**EXCERPTED PASSAGE:**

Also in 1990, television producer Gary Shoefield released an album of remixes titled Power Themes 90 under the name F.A.B., which featured techno remixes of the themes to many British TV programmes, many of them created by Anderson. Among these was Thunderbirds, whose theme was remixed under the name "Thunderbirds Are Go! (The Pressure Mix)" and billed as "featuring MC Parker". The theme reached number 5 in the British music charts. To accompany this, a music video compilation similarly titled Power Themes 90 was released, and "Thunderbirds Are Go! (The Pressure Mix)" was listed, featuring footage from episodes of the series interspersed with newly-filmed shots of the original Parker puppet dressed in "era" clothing and acting as a DJ.

Gray's original theme music, with lyrics performed by Gary Miller, was ultimately not used. Titled "Flying High", the song had been intended to accompany the closing titles, was abandoned in favour of the "Thunderbirds March" only weeks before the pilot episode was broadcast. However, a modified version of "Flying High" can be heard in the closing scenes of the Series Two episode "Ricochet".

**DIRECTION 1:**
List every piece of music that the passage about the Thunderbirds theme gives a title for in quotation marks.
**DIRECTION 2:**
Reproduce the stretch of the Thunderbirds theme passage from "Also in 1990, television" through "acting as a DJ.".

**EXTRACTED RECORDS:**

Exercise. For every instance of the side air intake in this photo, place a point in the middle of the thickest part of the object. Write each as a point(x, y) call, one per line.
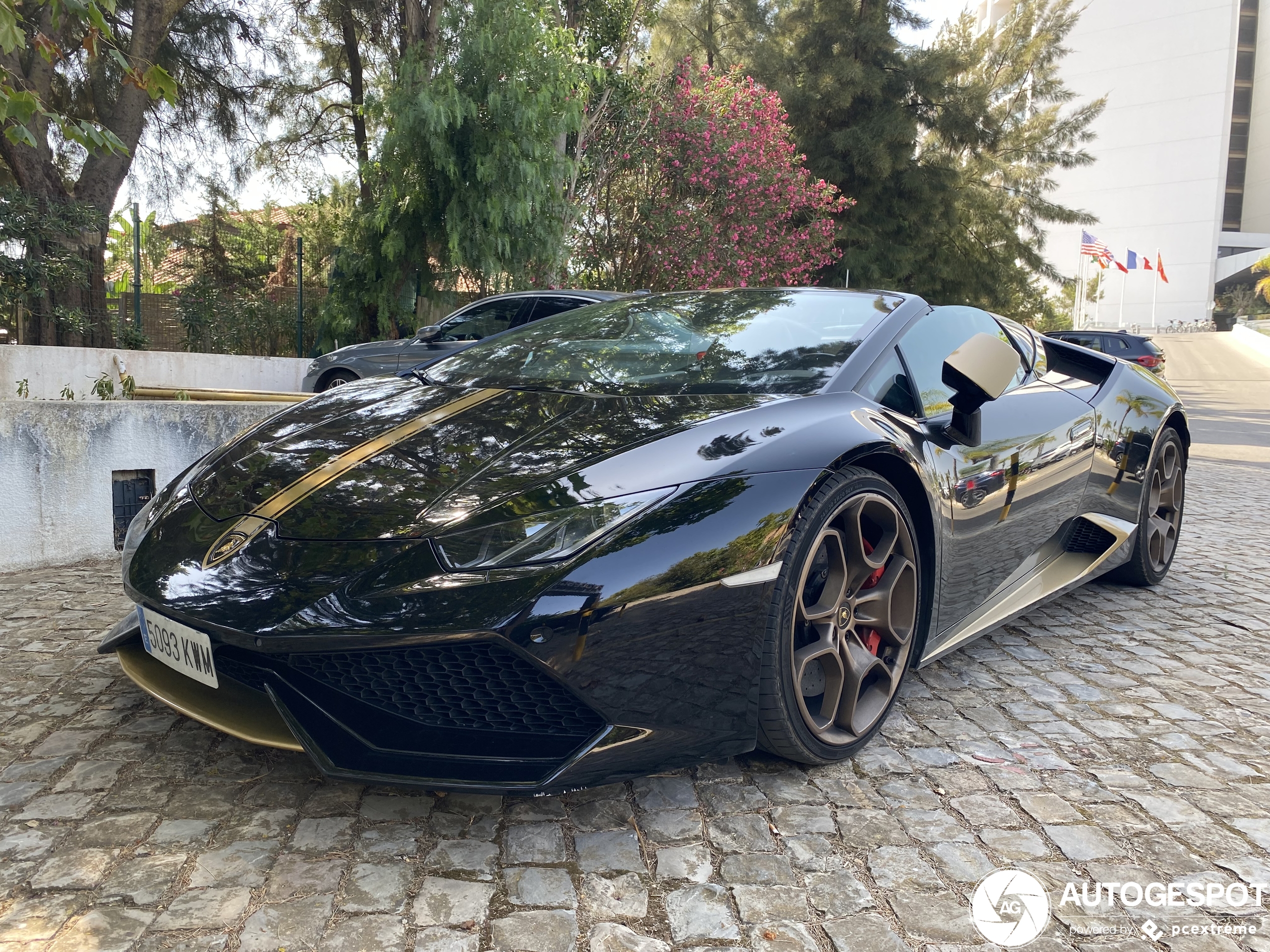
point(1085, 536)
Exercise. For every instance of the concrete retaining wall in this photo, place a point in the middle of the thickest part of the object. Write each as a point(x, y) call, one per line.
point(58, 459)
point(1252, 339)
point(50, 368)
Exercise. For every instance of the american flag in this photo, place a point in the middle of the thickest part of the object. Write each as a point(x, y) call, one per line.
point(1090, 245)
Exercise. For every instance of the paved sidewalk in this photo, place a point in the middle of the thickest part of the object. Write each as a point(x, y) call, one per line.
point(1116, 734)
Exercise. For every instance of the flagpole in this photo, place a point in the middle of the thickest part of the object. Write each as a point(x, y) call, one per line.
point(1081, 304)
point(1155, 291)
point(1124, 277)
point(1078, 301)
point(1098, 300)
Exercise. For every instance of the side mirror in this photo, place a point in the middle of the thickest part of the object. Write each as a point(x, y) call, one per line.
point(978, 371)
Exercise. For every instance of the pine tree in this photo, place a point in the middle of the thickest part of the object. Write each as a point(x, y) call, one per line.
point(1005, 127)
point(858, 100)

==

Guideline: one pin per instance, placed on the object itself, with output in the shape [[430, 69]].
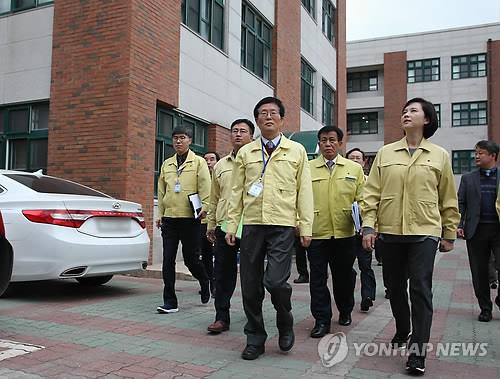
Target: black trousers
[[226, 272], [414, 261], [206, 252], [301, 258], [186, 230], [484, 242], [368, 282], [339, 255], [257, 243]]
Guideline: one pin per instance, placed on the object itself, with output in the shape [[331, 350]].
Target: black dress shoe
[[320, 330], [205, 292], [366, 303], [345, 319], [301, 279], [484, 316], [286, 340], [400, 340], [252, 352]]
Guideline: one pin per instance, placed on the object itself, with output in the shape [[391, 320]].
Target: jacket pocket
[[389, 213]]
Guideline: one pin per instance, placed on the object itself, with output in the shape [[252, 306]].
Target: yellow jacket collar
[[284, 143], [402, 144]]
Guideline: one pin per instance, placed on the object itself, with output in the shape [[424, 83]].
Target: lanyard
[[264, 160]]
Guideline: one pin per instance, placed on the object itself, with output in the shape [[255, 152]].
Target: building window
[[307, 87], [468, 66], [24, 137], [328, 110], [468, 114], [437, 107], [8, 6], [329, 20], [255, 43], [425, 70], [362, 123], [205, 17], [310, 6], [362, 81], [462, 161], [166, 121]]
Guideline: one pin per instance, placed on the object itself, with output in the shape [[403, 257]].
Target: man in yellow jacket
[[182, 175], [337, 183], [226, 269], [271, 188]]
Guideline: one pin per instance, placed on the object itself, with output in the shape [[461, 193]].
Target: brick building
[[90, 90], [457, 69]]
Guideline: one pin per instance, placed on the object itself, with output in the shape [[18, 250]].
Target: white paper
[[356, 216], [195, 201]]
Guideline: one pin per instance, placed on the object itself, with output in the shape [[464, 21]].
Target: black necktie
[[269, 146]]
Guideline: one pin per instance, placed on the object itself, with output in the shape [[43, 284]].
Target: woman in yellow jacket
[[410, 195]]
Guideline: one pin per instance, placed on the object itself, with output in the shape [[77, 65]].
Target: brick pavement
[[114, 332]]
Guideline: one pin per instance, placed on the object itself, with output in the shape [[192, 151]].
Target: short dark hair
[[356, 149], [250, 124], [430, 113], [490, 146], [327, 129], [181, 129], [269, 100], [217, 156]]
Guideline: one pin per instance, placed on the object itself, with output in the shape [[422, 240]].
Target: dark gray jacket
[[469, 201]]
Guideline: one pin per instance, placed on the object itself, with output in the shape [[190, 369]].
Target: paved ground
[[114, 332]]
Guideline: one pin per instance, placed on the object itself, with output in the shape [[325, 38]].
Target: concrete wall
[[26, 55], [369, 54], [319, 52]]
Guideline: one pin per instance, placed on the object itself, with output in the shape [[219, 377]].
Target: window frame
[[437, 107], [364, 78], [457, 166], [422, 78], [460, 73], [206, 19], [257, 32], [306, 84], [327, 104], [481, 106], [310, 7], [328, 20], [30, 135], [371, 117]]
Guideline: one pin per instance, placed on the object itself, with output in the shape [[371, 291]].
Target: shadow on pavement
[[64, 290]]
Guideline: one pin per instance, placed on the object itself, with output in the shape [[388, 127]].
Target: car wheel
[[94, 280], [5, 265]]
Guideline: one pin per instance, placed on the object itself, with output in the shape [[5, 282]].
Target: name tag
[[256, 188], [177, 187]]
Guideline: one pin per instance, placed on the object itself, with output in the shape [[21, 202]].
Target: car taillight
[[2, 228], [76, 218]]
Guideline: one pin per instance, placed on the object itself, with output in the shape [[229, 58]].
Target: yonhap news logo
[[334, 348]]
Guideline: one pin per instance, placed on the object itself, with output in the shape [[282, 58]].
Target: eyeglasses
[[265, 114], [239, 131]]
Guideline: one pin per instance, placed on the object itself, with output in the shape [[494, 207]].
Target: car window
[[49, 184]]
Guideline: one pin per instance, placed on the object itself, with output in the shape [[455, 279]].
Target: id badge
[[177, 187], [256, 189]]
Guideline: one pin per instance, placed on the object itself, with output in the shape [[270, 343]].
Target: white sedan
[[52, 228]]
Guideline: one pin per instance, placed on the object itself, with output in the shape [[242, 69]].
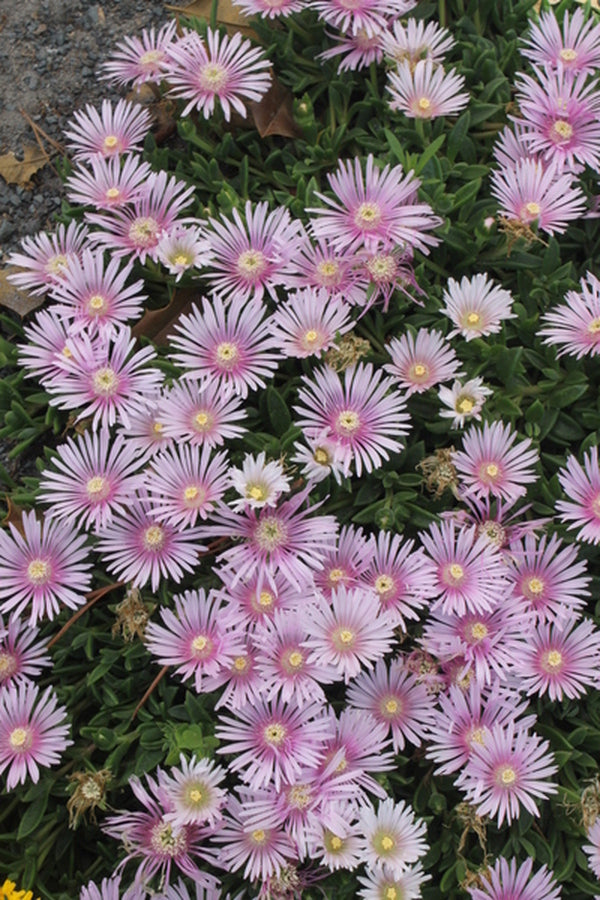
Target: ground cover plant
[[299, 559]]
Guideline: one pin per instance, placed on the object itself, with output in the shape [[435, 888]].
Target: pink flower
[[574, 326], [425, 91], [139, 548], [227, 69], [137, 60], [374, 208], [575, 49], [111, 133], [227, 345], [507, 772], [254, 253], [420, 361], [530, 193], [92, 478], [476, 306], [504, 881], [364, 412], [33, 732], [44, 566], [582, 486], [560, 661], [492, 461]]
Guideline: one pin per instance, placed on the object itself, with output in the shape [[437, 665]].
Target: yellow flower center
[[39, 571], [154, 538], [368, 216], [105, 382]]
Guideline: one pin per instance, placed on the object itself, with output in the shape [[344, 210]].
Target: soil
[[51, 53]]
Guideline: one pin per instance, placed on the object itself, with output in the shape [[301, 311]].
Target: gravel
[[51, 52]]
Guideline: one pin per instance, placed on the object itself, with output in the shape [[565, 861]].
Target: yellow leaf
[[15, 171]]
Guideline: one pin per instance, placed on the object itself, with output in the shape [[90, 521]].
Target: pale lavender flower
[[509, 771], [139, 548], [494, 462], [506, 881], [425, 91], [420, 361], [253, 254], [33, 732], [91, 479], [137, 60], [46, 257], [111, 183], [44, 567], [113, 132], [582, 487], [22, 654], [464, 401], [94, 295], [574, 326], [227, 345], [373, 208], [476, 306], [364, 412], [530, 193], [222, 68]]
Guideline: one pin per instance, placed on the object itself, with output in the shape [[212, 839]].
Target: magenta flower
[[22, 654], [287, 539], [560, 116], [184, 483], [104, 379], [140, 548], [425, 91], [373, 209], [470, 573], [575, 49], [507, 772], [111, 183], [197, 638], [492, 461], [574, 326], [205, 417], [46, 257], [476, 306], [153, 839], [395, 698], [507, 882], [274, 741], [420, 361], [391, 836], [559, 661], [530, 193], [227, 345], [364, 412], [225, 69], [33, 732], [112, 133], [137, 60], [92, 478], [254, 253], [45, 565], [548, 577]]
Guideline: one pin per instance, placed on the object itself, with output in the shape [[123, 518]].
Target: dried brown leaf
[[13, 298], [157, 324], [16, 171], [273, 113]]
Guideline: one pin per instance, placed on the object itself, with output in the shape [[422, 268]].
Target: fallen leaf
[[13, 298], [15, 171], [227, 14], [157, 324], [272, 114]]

**FINAL RESULT 1:**
"Thunderbirds Are Go! (The Pressure Mix)", "Flying High", "Thunderbirds March"

**FINAL RESULT 2:**
Also in 1990, television producer Gary Shoefield released an album of remixes titled Power Themes 90 under the name F.A.B., which featured techno remixes of the themes to many British TV programmes, many of them created by Anderson. Among these was Thunderbirds, whose theme was remixed under the name "Thunderbirds Are Go! (The Pressure Mix)" and billed as "featuring MC Parker". The theme reached number 5 in the British music charts. To accompany this, a music video compilation similarly titled Power Themes 90 was released, and "Thunderbirds Are Go! (The Pressure Mix)" was listed, featuring footage from episodes of the series interspersed with newly-filmed shots of the original Parker puppet dressed in "era" clothing and acting as a DJ.